BEGIN Information given

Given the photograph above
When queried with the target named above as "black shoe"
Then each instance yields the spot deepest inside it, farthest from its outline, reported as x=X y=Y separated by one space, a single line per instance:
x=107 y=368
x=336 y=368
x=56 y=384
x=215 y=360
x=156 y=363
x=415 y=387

END Information given

The assignment is to restate, word for word, each line from the one containing "When queried with" through the final line of the material above.

When queried with the target named above as "black shoe"
Then each instance yields the spot deepest inside it, farthest from its outline, reported as x=X y=Y separated by one space, a single line per instance:
x=107 y=368
x=336 y=368
x=56 y=384
x=215 y=360
x=156 y=363
x=415 y=387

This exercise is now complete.